Natural language region descriptions:

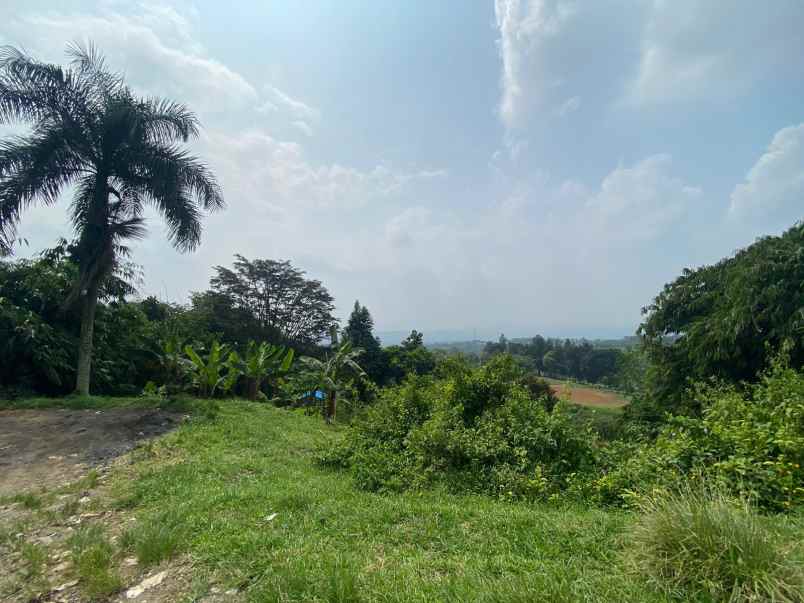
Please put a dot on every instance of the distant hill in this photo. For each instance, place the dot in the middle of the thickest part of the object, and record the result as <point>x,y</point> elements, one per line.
<point>475,346</point>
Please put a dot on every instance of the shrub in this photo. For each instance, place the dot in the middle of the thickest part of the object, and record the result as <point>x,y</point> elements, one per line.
<point>477,430</point>
<point>703,544</point>
<point>751,441</point>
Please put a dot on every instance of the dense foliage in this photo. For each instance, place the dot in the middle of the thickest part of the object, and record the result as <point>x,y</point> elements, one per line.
<point>751,441</point>
<point>117,153</point>
<point>725,320</point>
<point>269,300</point>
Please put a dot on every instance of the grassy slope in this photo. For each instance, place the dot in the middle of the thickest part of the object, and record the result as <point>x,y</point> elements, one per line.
<point>216,483</point>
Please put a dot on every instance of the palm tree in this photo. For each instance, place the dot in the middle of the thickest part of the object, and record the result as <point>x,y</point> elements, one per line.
<point>116,151</point>
<point>330,374</point>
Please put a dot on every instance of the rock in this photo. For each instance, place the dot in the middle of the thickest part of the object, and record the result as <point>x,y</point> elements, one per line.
<point>136,591</point>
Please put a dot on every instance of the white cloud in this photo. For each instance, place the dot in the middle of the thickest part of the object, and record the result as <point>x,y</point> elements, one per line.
<point>150,46</point>
<point>524,33</point>
<point>570,106</point>
<point>710,50</point>
<point>774,186</point>
<point>641,202</point>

ASSIGNMENT: Word for word, copy all the entries above, but with no pictures.

EXERCISE RESPONSE:
Please put a dot on every instance of the distant hill in this photo. For each instance, place the dot in the middle of the thickest part of the object, and record the result as <point>x,y</point> elements, one per line.
<point>475,346</point>
Please put a dot on every instance of the shrub in this photo. For each instance, place the dot in the middle of the thickest part of the object, and record the result as <point>x,y</point> elements, one per line.
<point>477,430</point>
<point>703,544</point>
<point>751,441</point>
Please put a dot on every instance of the dense foliage in this photo. For each instance, place the dot in the middle of the thickest part of the object, and record the result as <point>x,y</point> elements, one per line.
<point>751,441</point>
<point>117,153</point>
<point>725,320</point>
<point>269,300</point>
Please put a dot on every instance of the grassy slope in this photo. For each instance, place the dot in the middle of the thickest part of the object, and record the result as <point>x,y</point> elements, one per line.
<point>216,483</point>
Please put a dot on every instance of the palm tree in this photo. For each instance, place the dot in the middle of the thickest part of the object, and record the result as <point>x,y</point> elements, one per line.
<point>116,151</point>
<point>330,374</point>
Please put a dot on every instance of the rock in this photo. For each instance, place the dot in the middle of the thickest part of the object, and record the result as <point>x,y</point> elements, one per line.
<point>136,591</point>
Please put a dot on every instance of the white cloud in this photo. For each instance, place the dot in the middle of the thickest part of the object, and record the result as <point>x,y</point> elements, one per line.
<point>150,46</point>
<point>524,33</point>
<point>570,106</point>
<point>710,50</point>
<point>774,186</point>
<point>641,202</point>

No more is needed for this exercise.